The fall of man filled all heaven with sorrow. The world that God had made was blighted with the curse of sin and inhabited by beings doomed to misery and death. There appeared no escape for those who had transgressed the law. “For the wages of sin is death.”(Romans 6:23) Therefore, the broken law of God demanded the life of the sinner. In the entire universe there was but one who could, in behalf of man, satisfy its claims. Since the divine law is as sacred as God Himself, only one equal with God could make atonement for its transgression. None but Christ could redeem fallen man from the curse of the law and bring him again into harmony with Heaven. Christ would take upon Himself the guilt and shame of sin – sin so offensive to a holy God that it must separate the Father and His Son. Christ would reach to the depths of misery to rescue the ruined race. He would tread the winepress alone. And He did walk that lonesome journey up Calvary’s mountain to atone for not only Adam and Eve but also the generations yet unborn.

The plan of salvation had been laid before the creation of the earth; for Christ is “the Lamb slain from the foundation of the world” (Revelation 13:8).

From the beginning to end, the Bible claims that God created the heavens and the earth, that God is the creator of the entire universe, that God created the animals, and that God created man in God’s own image. If the Bible is wrong in these claims, it is not a trustworthy witness, and none of its other claims are credible.

Those Christians who would so casually discard the doctrine of creation do not seem to appreciate its centrality to the core doctrines of the faith. It is central to the doctrine of Christ, because, first of all Christ is the Creator. “Through Him all things were made; without Him nothing was made that was made.” (John 1:2) “In these last days He has spoken to us by His Son, whom He appointed heir of all things, and through whom He made the universe.” (Hebrews 1:2)

Yet If Darwinism is correct, the universe created itself, and Christ created nothing. Darwinism demotes Christ from His office of Creator.

• **Problem set**:
[A] From the passage on the fall of man and Christ as Creator, copy word for word the part that opens with the words containing "Those Christians who" and closes with "office of Creator.".
[B] Go on with the passage on the fall of man and Christ as Creator, picking up right after its final sentence.
The items that come next have nothing to do with this passage.

• **Extracted records**:
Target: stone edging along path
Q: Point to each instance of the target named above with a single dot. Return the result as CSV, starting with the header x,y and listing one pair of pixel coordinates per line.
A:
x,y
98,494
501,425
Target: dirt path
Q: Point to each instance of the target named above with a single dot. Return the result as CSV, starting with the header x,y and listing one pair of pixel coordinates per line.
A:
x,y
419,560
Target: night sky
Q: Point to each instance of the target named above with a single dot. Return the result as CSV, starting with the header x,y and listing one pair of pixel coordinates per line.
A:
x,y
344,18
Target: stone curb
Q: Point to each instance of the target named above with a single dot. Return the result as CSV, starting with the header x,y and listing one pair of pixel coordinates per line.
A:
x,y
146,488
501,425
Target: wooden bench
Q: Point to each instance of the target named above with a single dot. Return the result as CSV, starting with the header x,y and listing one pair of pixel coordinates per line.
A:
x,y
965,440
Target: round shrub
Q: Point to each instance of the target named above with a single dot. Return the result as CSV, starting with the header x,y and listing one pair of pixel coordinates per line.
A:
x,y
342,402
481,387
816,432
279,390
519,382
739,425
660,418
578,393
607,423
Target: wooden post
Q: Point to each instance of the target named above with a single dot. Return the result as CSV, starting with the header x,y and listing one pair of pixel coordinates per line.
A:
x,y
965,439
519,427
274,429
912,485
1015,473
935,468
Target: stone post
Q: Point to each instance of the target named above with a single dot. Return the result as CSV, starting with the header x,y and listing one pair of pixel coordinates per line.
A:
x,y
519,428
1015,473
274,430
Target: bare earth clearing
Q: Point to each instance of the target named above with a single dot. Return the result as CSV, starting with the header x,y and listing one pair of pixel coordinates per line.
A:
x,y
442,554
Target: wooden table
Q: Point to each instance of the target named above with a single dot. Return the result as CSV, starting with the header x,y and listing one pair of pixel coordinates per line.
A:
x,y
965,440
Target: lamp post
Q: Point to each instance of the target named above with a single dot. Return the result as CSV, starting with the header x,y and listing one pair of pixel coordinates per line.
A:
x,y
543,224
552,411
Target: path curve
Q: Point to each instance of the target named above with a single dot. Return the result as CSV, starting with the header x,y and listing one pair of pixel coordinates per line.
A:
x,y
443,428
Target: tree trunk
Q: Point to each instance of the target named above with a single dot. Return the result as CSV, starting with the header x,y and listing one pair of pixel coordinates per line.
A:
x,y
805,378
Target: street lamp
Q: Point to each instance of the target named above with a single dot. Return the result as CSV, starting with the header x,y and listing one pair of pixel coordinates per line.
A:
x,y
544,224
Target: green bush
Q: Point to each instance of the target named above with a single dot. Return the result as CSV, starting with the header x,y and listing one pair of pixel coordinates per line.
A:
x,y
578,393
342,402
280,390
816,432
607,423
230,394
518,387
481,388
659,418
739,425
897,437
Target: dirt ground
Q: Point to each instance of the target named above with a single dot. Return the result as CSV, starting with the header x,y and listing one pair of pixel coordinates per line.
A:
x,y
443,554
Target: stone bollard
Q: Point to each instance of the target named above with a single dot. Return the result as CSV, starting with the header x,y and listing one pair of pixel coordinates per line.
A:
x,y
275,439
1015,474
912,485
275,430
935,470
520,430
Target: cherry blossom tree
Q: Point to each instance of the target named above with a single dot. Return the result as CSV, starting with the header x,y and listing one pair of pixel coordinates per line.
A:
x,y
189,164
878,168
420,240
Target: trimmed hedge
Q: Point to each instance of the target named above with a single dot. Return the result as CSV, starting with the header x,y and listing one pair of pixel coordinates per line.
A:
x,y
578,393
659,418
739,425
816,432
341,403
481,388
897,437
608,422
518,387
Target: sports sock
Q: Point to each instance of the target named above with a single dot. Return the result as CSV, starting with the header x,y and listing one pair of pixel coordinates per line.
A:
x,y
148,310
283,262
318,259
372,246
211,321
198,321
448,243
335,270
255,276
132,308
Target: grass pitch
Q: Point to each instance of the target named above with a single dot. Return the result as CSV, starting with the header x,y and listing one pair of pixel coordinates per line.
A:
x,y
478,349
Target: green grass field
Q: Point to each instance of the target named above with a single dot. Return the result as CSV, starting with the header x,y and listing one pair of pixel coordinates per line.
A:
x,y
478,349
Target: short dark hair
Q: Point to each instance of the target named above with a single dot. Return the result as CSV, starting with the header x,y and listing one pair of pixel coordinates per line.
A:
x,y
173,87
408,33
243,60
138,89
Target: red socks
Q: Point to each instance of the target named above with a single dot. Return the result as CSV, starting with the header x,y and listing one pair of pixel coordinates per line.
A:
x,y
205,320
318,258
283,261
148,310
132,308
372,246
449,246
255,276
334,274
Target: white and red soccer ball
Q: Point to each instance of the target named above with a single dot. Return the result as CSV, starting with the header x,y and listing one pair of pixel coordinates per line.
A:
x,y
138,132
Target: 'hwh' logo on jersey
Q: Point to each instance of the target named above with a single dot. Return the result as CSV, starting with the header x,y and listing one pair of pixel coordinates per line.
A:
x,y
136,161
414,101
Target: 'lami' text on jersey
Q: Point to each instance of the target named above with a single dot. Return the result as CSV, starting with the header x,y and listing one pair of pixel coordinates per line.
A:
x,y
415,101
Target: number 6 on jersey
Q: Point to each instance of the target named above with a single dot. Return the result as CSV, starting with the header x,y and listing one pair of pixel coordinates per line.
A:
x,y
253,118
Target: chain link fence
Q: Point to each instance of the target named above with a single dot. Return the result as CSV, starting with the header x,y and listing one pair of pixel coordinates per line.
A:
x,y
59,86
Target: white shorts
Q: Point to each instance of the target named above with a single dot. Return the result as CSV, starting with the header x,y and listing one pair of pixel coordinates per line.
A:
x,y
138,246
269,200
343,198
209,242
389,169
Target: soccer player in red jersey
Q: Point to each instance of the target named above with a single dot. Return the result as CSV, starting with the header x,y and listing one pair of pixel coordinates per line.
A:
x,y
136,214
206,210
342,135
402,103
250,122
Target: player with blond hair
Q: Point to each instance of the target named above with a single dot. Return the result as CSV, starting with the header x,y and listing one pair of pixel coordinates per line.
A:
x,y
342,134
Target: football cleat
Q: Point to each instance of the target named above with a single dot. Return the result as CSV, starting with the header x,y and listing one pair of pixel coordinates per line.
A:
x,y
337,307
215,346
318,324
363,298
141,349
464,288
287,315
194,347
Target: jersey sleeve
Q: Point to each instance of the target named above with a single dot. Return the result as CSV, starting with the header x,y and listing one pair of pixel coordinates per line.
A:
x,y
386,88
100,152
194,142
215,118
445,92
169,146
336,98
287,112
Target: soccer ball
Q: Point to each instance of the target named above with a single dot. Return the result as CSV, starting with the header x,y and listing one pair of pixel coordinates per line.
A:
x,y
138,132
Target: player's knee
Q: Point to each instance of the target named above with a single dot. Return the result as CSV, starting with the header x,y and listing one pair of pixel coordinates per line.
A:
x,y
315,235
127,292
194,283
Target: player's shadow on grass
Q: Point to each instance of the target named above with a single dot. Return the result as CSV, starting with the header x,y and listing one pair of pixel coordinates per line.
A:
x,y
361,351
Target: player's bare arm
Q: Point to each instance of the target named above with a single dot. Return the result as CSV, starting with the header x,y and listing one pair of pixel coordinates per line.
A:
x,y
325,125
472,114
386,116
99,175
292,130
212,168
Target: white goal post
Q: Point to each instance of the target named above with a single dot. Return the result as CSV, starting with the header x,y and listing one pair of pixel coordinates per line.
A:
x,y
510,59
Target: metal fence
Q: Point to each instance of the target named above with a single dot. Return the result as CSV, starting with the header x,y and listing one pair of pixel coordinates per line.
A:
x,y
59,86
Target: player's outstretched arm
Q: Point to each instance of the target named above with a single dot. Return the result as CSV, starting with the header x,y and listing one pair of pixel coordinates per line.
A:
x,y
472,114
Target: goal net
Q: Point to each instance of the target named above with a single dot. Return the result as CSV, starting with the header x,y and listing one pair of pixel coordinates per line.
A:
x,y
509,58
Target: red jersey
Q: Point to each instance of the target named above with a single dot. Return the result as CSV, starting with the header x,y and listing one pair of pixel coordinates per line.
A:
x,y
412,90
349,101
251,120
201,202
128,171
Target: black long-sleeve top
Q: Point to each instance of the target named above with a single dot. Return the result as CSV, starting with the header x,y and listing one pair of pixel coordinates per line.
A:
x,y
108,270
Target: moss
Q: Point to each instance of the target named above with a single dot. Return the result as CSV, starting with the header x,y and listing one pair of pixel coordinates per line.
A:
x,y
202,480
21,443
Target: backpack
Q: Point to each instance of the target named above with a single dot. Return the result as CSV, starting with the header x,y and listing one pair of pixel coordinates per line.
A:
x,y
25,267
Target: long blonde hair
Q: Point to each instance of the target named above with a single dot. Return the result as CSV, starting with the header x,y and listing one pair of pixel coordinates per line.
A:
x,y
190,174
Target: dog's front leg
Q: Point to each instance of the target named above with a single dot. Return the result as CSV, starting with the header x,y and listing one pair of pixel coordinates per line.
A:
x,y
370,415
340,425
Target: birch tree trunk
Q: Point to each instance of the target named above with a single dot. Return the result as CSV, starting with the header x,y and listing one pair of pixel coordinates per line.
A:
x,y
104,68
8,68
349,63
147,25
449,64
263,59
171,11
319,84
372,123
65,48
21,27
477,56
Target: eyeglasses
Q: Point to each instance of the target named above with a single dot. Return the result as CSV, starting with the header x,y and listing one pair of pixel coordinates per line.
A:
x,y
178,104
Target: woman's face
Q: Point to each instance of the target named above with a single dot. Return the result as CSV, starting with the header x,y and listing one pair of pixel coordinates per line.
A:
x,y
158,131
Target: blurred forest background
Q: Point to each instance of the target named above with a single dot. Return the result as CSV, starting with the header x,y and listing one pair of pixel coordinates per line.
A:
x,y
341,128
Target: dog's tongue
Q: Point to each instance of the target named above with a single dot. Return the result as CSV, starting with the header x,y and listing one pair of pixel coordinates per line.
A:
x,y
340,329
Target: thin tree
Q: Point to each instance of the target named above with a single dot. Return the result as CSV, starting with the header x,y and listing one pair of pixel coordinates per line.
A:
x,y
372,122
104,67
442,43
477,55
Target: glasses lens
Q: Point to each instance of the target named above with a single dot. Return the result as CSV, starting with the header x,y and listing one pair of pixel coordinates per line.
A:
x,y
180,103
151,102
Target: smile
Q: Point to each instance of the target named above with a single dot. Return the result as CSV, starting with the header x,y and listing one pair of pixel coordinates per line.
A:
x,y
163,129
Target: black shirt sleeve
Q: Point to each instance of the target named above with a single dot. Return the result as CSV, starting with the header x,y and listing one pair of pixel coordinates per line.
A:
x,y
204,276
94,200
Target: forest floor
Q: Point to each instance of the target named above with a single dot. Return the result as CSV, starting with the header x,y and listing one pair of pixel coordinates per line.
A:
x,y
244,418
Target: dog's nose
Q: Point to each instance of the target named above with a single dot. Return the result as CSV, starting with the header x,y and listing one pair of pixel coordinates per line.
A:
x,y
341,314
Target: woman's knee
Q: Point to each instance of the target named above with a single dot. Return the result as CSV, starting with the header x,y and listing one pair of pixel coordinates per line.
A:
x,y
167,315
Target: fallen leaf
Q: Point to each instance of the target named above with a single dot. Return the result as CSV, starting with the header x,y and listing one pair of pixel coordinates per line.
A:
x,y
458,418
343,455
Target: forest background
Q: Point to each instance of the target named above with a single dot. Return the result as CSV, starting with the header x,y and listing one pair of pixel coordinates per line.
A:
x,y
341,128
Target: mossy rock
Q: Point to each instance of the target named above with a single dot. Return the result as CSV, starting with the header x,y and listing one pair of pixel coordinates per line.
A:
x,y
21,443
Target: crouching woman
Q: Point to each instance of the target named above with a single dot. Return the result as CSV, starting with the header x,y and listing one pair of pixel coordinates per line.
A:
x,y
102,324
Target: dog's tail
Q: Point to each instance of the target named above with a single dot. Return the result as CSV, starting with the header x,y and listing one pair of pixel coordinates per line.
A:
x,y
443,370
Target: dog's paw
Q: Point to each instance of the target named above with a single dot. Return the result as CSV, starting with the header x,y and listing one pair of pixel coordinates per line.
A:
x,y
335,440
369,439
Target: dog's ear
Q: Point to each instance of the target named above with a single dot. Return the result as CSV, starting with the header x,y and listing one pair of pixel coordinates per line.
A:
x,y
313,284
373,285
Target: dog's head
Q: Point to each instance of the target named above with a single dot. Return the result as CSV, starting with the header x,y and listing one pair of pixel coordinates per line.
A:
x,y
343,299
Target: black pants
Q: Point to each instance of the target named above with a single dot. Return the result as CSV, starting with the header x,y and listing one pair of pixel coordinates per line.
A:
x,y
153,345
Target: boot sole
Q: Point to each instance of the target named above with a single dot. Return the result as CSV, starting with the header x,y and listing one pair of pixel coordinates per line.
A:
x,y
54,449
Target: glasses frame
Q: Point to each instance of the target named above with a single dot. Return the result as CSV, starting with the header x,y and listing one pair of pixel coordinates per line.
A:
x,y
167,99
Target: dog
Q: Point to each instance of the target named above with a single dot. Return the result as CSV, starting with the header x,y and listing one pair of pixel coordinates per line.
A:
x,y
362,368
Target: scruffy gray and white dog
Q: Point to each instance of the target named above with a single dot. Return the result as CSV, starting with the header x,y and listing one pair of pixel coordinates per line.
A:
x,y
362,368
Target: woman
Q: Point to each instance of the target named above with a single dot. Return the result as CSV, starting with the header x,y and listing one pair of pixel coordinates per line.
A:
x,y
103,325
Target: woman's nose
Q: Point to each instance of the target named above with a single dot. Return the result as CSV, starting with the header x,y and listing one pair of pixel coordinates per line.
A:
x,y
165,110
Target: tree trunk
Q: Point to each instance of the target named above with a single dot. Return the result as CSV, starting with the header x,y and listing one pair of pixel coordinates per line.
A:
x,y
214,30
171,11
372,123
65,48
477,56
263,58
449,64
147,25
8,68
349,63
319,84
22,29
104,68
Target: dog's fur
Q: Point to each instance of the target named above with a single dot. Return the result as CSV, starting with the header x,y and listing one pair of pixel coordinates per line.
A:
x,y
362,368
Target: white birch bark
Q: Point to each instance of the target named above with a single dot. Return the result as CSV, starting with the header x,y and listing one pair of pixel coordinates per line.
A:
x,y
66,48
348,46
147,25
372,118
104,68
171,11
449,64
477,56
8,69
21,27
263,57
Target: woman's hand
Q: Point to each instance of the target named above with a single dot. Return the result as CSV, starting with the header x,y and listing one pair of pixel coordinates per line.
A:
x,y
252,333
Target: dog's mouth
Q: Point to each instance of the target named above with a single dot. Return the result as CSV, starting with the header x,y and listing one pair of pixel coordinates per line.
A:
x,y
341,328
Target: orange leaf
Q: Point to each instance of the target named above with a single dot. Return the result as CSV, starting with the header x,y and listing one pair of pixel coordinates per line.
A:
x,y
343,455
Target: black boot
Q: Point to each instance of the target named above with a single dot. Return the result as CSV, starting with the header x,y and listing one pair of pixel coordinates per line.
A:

• **Answers to each task**:
[A]
Those Christians who would so casually discard the doctrine of creation do not seem to appreciate its centrality to the core doctrines of the faith. It is central to the doctrine of Christ, because, first of all Christ is the Creator. “Through Him all things were made; without Him nothing was made that was made.” (John 1:2) “In these last days He has spoken to us by His Son, whom He appointed heir of all things, and through whom He made the universe.” (Hebrews 1:2)

Yet If Darwinism is correct, the universe created itself, and Christ created nothing. Darwinism demotes Christ from His office of Creator.

[B]
Second, the doctrine of creation is central to the doctrine of Christ, because it is central to the purpose of Christ’s death on the cross. The central belief is that Christ, through His atoning sacrifice as the Lamb of God, is the Redeemer of mankind. But why does mankind need redemption? Mankind is sinful and is in need of redemption because of Adam’s sin and the resulting fall of the human race. The Bible specifically teaches that Christ was the second Adam, who overcame where the first Adam failed.

According to the basic tenets of Darwinism, there never was an Adam. Darwinism teaches that man evolved from lower primates. Since there was no Adam, Adam never sinned, and there never was a fall of mankind. Far from suffering the effects of a “Fall,” mankind has experienced a spectacular rise from bacteria to Beethoven, from microbe to Mozart, from single cell to Shakespeare, from amoeba to Einstein. Mankind has somehow managed to separate himself from the rest of the animals by developing self-awareness and civilisation, with its government, religion, commerce, law, science etc.

Since there was never a Fall, mankind does not need redemption or atonement. Christ’s role as redeemer of a fallen humanity is obliterated. One commentator on the relationship between science and theology put it this way: “The traditional (Biblical) view of redemption as reconciliation and ransom from the consequences of Adam’s fall is nonsense for anyone who knows about the evolutionary background to human existence.”

Since Darwinism destroys Christ’s role as Redeemer, it effectively destroys Christianity. The creation, the Fall, the plan of salvation, the sacrificial system are all founded in the first ten chapters of Genesis. Without this foundation, none of the rest makes sense. Jesus pointed out that Moses’ writing were about Himself (Luke 24:25-27; John 5:39) and that faith in Moses’ writings was a prerequisite to faith in Himself: “If you believed Moses, you would believe me, for he wrote of me. But if you do not believe his writings, how will you believe my words?” (John 5:46-47).